Reproduce only the lines running from the line containing "sky gradient in" up to and including the line containing "[(323, 606)]", requests included. Multiply every coordinate in the answers by 2.55 and round each result to a whole number, with halves rounded up.

====== DATA FOR PROCESSING

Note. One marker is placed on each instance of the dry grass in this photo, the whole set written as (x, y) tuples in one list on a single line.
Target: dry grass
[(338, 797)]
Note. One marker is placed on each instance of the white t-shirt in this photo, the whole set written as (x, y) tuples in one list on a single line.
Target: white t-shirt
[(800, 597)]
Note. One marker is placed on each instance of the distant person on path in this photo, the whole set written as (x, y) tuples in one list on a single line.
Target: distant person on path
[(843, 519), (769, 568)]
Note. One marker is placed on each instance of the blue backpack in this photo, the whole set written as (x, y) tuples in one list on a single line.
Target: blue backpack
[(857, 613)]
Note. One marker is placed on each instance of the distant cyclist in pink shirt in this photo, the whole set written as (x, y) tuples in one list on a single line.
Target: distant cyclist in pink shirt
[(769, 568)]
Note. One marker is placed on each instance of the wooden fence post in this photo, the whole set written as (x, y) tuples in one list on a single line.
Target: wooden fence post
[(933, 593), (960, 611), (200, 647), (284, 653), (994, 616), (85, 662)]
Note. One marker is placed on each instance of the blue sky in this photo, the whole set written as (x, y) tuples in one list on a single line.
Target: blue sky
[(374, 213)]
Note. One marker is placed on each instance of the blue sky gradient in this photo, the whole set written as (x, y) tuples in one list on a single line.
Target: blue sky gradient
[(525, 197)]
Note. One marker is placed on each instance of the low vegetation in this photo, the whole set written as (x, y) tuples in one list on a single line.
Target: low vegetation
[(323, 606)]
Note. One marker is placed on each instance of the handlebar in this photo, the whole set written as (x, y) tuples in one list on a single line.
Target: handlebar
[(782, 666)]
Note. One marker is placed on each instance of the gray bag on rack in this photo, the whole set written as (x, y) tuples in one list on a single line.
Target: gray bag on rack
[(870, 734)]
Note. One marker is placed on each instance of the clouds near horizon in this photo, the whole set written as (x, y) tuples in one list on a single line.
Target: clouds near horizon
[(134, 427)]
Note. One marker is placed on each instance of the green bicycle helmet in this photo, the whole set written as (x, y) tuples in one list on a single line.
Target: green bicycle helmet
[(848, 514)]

============

• ANSWER BELOW:
Note. One marker is placed on each instance of the blue sky gradient in this photo, the whole set written as (x, y) tuples in one list on a single line.
Target: blue sky gradient
[(1339, 502)]
Note. One marker is placed on each instance of the low vegetation in this photo, the whole set written as (x, y) tuples in one list on a single line.
Target: low vegetation
[(824, 1545)]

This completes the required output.